◆ TASK DATA ◆

— Begin —

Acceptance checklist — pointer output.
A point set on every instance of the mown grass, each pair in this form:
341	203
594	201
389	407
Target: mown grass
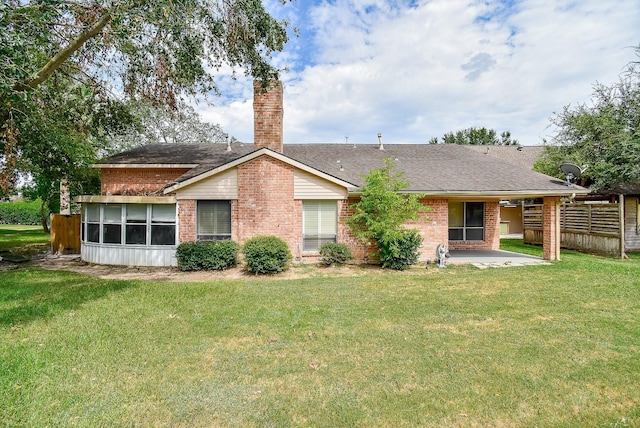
554	345
23	239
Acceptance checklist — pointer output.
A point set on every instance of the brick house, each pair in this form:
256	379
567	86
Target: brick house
157	196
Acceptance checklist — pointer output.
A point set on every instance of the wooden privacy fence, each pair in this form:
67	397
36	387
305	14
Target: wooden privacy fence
65	234
593	228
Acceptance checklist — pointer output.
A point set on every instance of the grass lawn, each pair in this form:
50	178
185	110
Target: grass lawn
549	345
23	239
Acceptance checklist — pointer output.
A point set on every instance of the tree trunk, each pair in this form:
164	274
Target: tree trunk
44	213
55	62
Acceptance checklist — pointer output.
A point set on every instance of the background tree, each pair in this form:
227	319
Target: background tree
381	214
159	124
68	68
604	135
476	136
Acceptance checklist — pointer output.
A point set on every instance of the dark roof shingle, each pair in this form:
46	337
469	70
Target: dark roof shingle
427	167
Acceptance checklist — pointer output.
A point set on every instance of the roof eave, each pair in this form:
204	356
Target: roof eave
251	156
144	165
492	194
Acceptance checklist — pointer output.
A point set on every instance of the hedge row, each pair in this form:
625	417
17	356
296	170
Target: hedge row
20	212
262	254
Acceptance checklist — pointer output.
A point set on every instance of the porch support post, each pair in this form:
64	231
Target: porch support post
551	228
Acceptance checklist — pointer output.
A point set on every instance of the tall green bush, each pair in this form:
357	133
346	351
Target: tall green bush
381	214
399	250
266	254
207	255
27	212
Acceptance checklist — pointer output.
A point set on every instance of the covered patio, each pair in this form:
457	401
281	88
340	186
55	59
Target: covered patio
492	258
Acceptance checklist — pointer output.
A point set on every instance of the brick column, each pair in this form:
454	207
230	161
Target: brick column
551	228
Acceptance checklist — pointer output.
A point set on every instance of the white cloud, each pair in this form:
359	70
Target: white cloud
417	69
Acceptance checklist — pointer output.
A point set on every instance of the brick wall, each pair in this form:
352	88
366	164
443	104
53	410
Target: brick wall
267	117
187	220
137	181
433	227
265	203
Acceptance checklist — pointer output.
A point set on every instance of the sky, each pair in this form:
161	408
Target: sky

— End —

◆ GOAL ◆
Copy out each record shown above without alteration, skipping any picture.

◆ OUTPUT FOR THIS EXERCISE ◆
Acceptance checklist — pointer output.
A point set on every instance of the mown grass, each pair in this form:
341	203
594	201
389	407
Target: mown grass
554	345
23	239
Acceptance checklist — pointer output.
A point set on every instance of the brick house, each pair in this form:
256	379
567	86
Target: brick house
157	196
Acceptance checklist — pointer output.
A point set on every instance of the wooden privacy fence, each pair in this form:
67	397
36	387
305	14
Target: wooden privacy fence
65	234
593	228
Acceptance checklist — pointer output.
A point set on every instance of the grass lawn, each pair in this form:
50	178
185	110
Target: grass lawn
549	345
23	239
Acceptance checklist — pointer output.
A point set on every instance of the tree trunk, each pair in this form:
164	274
Target: tree trunk
44	213
55	62
Acceptance checklist — pointer output.
A point set on every instance of the background tree, each pair in this form:
227	319
Target: background tree
381	214
159	124
68	68
604	135
476	136
Acceptance checklist — pointer output.
A point set on every instance of the dark roof shingle, each pair in this form:
46	337
469	70
Target: dark roof shingle
427	167
Acceptance checklist — pointer output.
A point set on every instance of the roof eave, each pair in this form:
204	356
Target: roof eave
251	156
144	165
492	194
Acceptance checklist — pointer output.
A point set on every instance of the hedge row, each pair in this form:
625	417
17	356
296	170
Target: hedge row
20	212
262	254
Acceptance checklist — pointer output.
A point set on every instance of the porch support post, each pair in this form:
64	231
Target: porch support post
551	228
Acceptance checklist — pointer output.
A point set on every instance of the tall green bush, each pair in this form:
357	133
346	351
Target: tall green bush
381	214
399	250
266	254
207	255
27	212
Acceptance checklist — pointer output.
A point set on every instance of the covered patio, each pair in this form:
457	401
281	88
340	186
55	59
Target: covered patio
492	258
Acceptance checklist — pointer output.
A point set on every instance of the brick column, each pair in this form:
454	207
230	161
Target: brick column
551	228
Acceptance checklist — pointer output.
A point set on every instance of the white cloud, each pair in this form:
359	70
Target: white cloud
417	69
Acceptance checklist — pointer output.
A point set on every instance of the brick wall, each pair in this form:
352	88
366	164
443	104
53	410
Target: brick wall
267	117
187	220
137	181
433	227
265	203
Acceptance checklist — pointer output.
A point set on every instance of the sky, each pair in this form:
161	408
Target: sky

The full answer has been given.